- **SET EXERCISE A**: Rewrite the rows in the stretch from "Can you find the crowd" through "pixel 199 35", putting "audience" in place of "crowd" and keeping everything else the same. Give only those rows.
== DOCUMENT TEXT ==
[p2p-hackers] Re: [rest-discuss] Re: RESTful authorization
Antoine Pitrou
solipsis at pitrou.net
Tue Sep 27 13:23:17 UTC 2005
Hi,
> Unfortunately, browsers are very promiscuous with HTTP authentication
> credentials in other ways. For example, consider a resource at my bank
> which will perform a spend when sent a POST with the expected HTTP
> Auth credentials. This resource may be located at
> <https://bank/account/pay>. Imagine I log into my bank account, check
> on some pending transactions and then go visit some interesting blogs.
> At the end of a blog post is a form submission button that claims to
> create a blog post comment. The form actually points to
> <https://bank/account/pay> and does a spend when I click on it. I
> click on the button, and my browser does the form POST, happily
> responding to the bank's HTTP Auth challenge using it's cached copy of
> my password.
The bank's website is at fault if it does not check for fraudulent
requests.
===
- **SET EXERCISE B**: Copy word for word the stretch from "[p2p-hackers] Re: [rest-discuss]" through "some interesting blogs." in the message on RESTful authorization.
== SUPPLIED MATERIAL ==
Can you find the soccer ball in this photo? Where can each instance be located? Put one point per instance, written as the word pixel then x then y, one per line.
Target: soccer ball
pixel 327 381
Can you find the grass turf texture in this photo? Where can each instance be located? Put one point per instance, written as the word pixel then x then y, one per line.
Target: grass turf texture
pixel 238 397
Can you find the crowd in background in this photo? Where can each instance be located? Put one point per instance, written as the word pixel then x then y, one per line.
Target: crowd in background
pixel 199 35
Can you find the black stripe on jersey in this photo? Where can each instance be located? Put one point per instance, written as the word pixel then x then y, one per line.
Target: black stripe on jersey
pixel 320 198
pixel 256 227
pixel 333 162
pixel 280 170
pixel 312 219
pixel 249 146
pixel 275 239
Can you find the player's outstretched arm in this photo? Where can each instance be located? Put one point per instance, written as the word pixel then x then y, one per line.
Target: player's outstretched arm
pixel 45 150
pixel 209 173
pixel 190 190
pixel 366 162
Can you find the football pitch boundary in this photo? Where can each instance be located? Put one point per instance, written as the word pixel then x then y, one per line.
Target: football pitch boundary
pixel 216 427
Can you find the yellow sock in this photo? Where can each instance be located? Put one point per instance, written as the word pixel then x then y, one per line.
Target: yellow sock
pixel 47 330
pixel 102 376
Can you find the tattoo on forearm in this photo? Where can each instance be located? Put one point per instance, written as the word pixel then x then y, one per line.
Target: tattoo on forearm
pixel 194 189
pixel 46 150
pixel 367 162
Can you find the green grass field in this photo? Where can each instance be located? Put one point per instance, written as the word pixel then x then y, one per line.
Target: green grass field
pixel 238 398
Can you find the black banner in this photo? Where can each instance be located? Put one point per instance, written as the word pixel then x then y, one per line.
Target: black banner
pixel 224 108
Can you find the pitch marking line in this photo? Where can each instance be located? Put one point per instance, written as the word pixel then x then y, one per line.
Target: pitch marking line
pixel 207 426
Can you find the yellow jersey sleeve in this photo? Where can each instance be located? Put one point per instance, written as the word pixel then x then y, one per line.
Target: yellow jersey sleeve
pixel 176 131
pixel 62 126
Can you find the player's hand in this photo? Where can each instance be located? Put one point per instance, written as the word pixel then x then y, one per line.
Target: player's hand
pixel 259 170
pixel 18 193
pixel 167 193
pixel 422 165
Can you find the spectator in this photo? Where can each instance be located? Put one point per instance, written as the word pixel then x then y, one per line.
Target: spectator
===
- **WORKED ANSWER A**:
Can you find the audience in background in this photo? Where can each instance be located? Put one point per instance, written as the word pixel then x then y, one per line.
Target: audience in background
pixel 199 35

- **WORKED ANSWER B**:
[p2p-hackers] Re: [rest-discuss] Re: RESTful authorization
Antoine Pitrou
solipsis at pitrou.net
Tue Sep 27 13:23:17 UTC 2005
Hi,
> Unfortunately, browsers are very promiscuous with HTTP authentication
> credentials in other ways. For example, consider a resource at my bank
> which will perform a spend when sent a POST with the expected HTTP
> Auth credentials. This resource may be located at
> <https://bank/account/pay>. Imagine I log into my bank account, check
> on some pending transactions and then go visit some interesting blogs.